- Challenge -
Reproduce the stretch from the start of the records through the line containing "pixel 507 30" word for word, leaving the pictures out of your answer.

(Entries pointing to named objects)
* Begin *

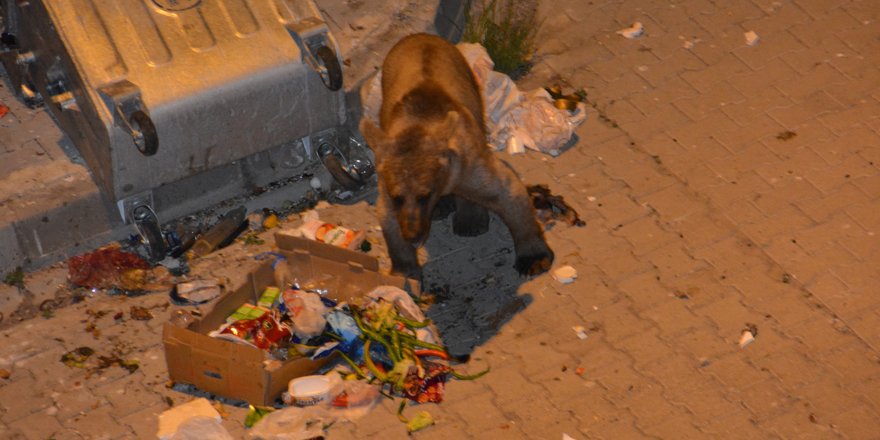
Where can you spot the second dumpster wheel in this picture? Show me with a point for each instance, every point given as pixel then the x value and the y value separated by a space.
pixel 144 133
pixel 148 226
pixel 331 73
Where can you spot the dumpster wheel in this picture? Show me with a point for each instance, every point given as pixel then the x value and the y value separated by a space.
pixel 331 72
pixel 144 133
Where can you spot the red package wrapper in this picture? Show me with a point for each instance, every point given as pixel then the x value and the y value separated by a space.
pixel 428 388
pixel 265 332
pixel 108 268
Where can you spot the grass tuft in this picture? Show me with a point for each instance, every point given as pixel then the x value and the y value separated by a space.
pixel 507 30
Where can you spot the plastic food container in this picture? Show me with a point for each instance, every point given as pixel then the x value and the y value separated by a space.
pixel 309 390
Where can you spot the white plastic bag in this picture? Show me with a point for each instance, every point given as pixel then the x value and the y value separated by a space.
pixel 292 423
pixel 201 428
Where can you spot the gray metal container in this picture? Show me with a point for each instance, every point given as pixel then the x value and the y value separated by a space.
pixel 155 91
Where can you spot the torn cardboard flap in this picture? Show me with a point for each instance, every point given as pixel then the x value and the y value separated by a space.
pixel 240 371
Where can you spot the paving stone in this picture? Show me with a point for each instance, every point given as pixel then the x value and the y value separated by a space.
pixel 98 424
pixel 38 425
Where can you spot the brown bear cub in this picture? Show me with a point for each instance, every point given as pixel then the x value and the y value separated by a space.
pixel 432 143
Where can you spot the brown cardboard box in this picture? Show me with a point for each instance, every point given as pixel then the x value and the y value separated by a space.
pixel 239 371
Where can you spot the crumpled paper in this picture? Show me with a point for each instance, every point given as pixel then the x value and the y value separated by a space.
pixel 515 120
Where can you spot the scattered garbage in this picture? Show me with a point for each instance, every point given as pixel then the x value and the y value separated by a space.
pixel 201 428
pixel 108 268
pixel 229 226
pixel 292 423
pixel 751 38
pixel 421 420
pixel 635 30
pixel 315 229
pixel 139 313
pixel 748 335
pixel 550 207
pixel 196 292
pixel 15 278
pixel 515 120
pixel 309 390
pixel 565 274
pixel 171 421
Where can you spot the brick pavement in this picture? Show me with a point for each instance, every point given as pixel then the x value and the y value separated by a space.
pixel 723 185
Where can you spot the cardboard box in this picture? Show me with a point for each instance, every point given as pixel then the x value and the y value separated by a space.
pixel 239 371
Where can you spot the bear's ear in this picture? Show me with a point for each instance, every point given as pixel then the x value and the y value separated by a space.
pixel 375 137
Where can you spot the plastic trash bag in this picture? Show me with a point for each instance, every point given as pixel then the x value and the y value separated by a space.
pixel 292 423
pixel 201 428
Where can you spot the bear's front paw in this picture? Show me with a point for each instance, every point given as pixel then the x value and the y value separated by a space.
pixel 535 263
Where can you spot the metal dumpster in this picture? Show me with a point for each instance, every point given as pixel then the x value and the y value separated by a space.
pixel 154 92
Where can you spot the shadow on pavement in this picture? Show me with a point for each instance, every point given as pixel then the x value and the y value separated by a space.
pixel 474 283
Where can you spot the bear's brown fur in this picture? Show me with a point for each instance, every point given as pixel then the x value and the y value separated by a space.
pixel 432 143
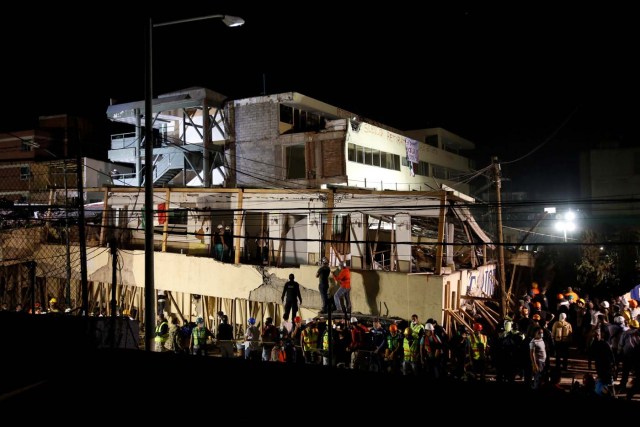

* End *

- Answer for the task -
Where can you spot the second dumpster wheel in this picture? Show me with a point for each instance, every point given as pixel then the x value and the y value separated by a space.
pixel 144 133
pixel 148 226
pixel 331 73
Where can you spot the dumpster wheel in this picture? Show me with a point for each instance, every point given as pixel then the x value and the y value separated by a space.
pixel 331 72
pixel 144 133
Where can you spot the red package wrapper in this picture? Show me with a point for each instance, every point given as pixel then the x value and the y value separated by a space.
pixel 428 388
pixel 265 332
pixel 108 268
Where can you spot the grass tuft in this picture? Show me with a point for each instance, every point given as pixel then the x value and the y value separated by a space.
pixel 507 30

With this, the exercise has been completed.